[Exercise aim] The full data must be written out exactly, with every line included.

------------------------

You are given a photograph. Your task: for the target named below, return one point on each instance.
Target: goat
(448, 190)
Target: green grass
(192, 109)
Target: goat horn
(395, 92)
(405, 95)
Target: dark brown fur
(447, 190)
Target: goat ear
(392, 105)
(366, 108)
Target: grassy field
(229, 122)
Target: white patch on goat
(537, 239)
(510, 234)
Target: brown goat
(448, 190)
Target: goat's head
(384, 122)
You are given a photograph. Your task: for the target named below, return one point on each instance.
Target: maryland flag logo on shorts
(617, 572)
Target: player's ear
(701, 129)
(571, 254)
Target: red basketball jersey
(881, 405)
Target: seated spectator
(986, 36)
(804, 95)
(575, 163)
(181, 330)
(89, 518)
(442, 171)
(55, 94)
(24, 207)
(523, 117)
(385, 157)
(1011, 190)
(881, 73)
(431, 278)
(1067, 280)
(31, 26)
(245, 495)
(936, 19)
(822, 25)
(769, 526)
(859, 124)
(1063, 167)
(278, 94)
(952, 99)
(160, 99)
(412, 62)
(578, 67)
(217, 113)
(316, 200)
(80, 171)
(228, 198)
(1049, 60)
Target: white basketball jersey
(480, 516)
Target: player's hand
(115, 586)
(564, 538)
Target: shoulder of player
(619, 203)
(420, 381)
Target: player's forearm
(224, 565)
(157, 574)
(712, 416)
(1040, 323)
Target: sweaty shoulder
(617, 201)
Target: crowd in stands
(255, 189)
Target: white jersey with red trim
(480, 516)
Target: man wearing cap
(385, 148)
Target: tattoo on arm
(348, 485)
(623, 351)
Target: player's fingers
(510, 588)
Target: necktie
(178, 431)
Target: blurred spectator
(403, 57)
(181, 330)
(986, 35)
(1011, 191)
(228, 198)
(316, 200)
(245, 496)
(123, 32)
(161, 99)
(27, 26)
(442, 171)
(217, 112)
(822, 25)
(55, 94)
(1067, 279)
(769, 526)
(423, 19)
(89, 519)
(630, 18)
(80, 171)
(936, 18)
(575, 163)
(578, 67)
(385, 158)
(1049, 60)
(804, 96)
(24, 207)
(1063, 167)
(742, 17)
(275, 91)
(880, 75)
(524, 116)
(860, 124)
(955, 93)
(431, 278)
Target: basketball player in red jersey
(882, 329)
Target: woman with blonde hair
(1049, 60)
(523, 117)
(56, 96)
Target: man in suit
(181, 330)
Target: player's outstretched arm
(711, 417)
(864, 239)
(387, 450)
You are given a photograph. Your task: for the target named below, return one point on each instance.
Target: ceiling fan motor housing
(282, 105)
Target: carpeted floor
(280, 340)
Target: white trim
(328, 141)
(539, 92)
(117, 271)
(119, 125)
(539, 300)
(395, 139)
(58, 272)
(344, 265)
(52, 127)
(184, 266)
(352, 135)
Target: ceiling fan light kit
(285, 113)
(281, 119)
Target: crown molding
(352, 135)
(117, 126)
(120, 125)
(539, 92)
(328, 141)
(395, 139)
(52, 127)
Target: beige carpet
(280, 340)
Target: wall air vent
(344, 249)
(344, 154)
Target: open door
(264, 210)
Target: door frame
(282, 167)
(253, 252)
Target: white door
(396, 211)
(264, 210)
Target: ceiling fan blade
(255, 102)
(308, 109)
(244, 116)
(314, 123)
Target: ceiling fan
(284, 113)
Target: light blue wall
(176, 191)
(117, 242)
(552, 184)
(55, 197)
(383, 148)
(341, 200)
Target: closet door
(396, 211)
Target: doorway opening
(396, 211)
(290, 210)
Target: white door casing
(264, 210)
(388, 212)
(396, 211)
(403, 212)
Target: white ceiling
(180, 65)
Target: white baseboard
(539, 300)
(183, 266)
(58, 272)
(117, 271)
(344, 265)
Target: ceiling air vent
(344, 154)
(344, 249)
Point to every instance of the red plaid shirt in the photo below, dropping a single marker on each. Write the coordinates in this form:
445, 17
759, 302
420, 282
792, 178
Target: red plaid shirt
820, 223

------------------------

[Written reply]
You are given a photograph. Your task: for the target named below, return one point on each instance.
Target: goat
(448, 190)
Target: green grass
(192, 109)
Target: goat horn
(395, 92)
(405, 95)
Target: dark brown fur
(447, 190)
Target: goat ear
(392, 105)
(366, 108)
Target: grassy field
(229, 122)
Target: white patch on goat
(537, 239)
(510, 234)
Target: brown goat
(448, 190)
Target: goat's head
(384, 122)
You are given a photograph. Your task: for the target named below, return one point on each instance.
Target: maryland flag logo on shorts
(617, 572)
Target: player's ear
(701, 129)
(571, 254)
Target: red basketball jersey
(881, 405)
Target: seated spectator
(986, 36)
(804, 95)
(575, 163)
(181, 330)
(89, 518)
(442, 171)
(55, 94)
(24, 207)
(523, 117)
(385, 157)
(1011, 190)
(881, 73)
(431, 278)
(1067, 280)
(31, 26)
(245, 495)
(936, 19)
(822, 25)
(769, 526)
(859, 124)
(1063, 167)
(278, 94)
(952, 99)
(160, 99)
(412, 62)
(578, 67)
(217, 113)
(316, 200)
(80, 171)
(228, 198)
(1049, 60)
Target: white basketball jersey
(480, 516)
Target: player's hand
(115, 586)
(564, 538)
Target: shoulder of player
(619, 203)
(420, 381)
Target: player's forearm
(224, 565)
(157, 574)
(712, 416)
(1040, 323)
Target: sweaty shoulder
(617, 201)
Target: crowd in stands
(255, 189)
Target: white jersey with red trim
(480, 516)
Target: man wearing cap
(385, 148)
Target: tattoo on arm
(348, 485)
(623, 351)
Target: player's fingers
(510, 588)
Target: necktie
(178, 431)
Target: blurred spectator
(403, 57)
(181, 330)
(986, 35)
(1011, 191)
(228, 198)
(316, 200)
(245, 496)
(123, 32)
(161, 99)
(27, 26)
(442, 171)
(217, 112)
(822, 25)
(55, 94)
(1067, 279)
(769, 526)
(423, 19)
(89, 519)
(630, 18)
(80, 171)
(936, 18)
(575, 163)
(578, 67)
(385, 158)
(1049, 60)
(804, 96)
(24, 207)
(1063, 167)
(742, 17)
(275, 91)
(880, 75)
(524, 116)
(860, 124)
(955, 93)
(431, 278)
Target: basketball player in red jersey
(882, 329)
Target: woman with blonde hair
(1049, 60)
(523, 117)
(56, 96)
Target: man in suit
(181, 330)
Target: player's outstretched arm
(711, 417)
(864, 239)
(387, 450)
You are given a photograph. Your task: for the target named below, return one point on each instance.
Target: ceiling fan motor housing
(282, 105)
Target: carpeted floor
(280, 340)
Target: white trim
(328, 141)
(539, 92)
(117, 271)
(119, 125)
(539, 300)
(395, 139)
(58, 272)
(344, 265)
(52, 127)
(184, 266)
(352, 135)
Target: ceiling fan light kit
(285, 113)
(281, 119)
Target: crown molding
(352, 135)
(117, 126)
(120, 125)
(539, 92)
(328, 141)
(395, 139)
(52, 127)
Target: beige carpet
(280, 340)
Target: wall air vent
(344, 249)
(344, 154)
Target: open door
(264, 210)
Target: door frame
(282, 167)
(253, 252)
Target: white door
(396, 211)
(264, 210)
Target: ceiling fan blade
(255, 102)
(308, 109)
(244, 116)
(314, 123)
Target: ceiling fan
(284, 113)
Target: light blue wall
(176, 191)
(117, 242)
(552, 184)
(55, 197)
(383, 148)
(341, 200)
Target: closet door
(396, 211)
Target: doorway opening
(396, 211)
(290, 210)
Target: white door casing
(264, 210)
(388, 212)
(396, 211)
(403, 212)
Target: white ceiling
(180, 65)
Target: white baseboard
(539, 300)
(183, 266)
(58, 272)
(117, 271)
(344, 265)
Target: ceiling air vent
(344, 154)
(344, 249)
Point to every instance of the red plaid shirt in the photo below, dropping a single marker on each. Write the coordinates in this form:
445, 17
759, 302
420, 282
792, 178
Target: red plaid shirt
820, 223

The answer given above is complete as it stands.